[Labeled-object pointing entries]
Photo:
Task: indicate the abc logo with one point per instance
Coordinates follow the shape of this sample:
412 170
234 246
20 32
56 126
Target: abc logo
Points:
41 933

* Task directions: Change "abc logo" to "abc emblem" throughout the data, and write out all the lines again with nothing else altered.

* Solution:
Photo:
Task: indicate the abc emblem with one point per instance
Coordinates follow the shape of this sample:
412 170
234 246
20 32
56 126
Target: abc emblem
Points:
41 933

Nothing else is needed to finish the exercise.